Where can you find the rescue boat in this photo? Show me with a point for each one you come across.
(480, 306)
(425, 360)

* * *

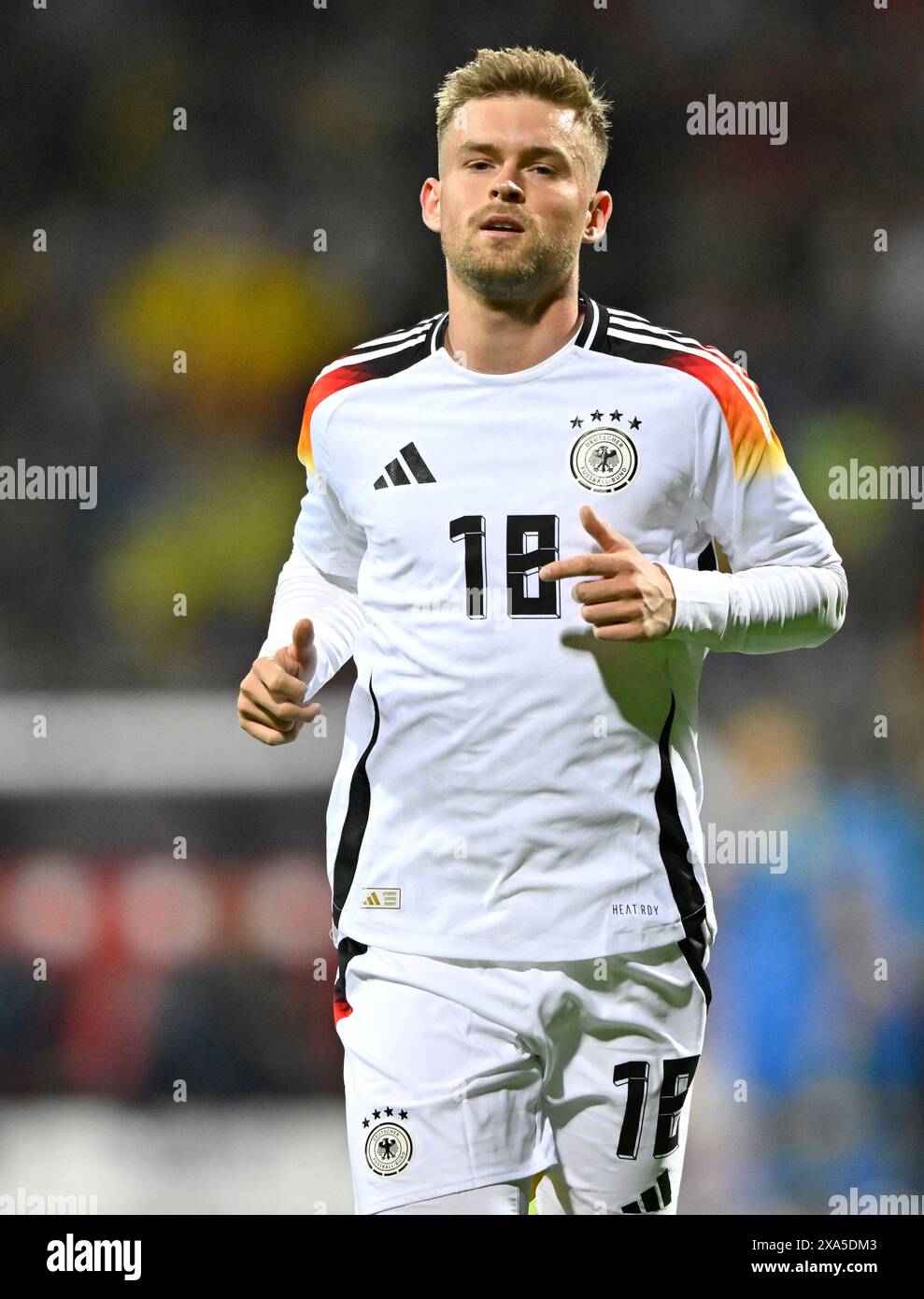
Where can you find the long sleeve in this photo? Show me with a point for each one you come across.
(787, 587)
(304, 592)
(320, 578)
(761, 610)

Task to carry out ▸
Collect every line above that contains the word "Show". Case counts.

The response ▸
Where can you find the rescue boat in this photo? Show me with a point for each one you come across.
Where can you find the long sleeve in this photo? Show me with a point for each one you come across.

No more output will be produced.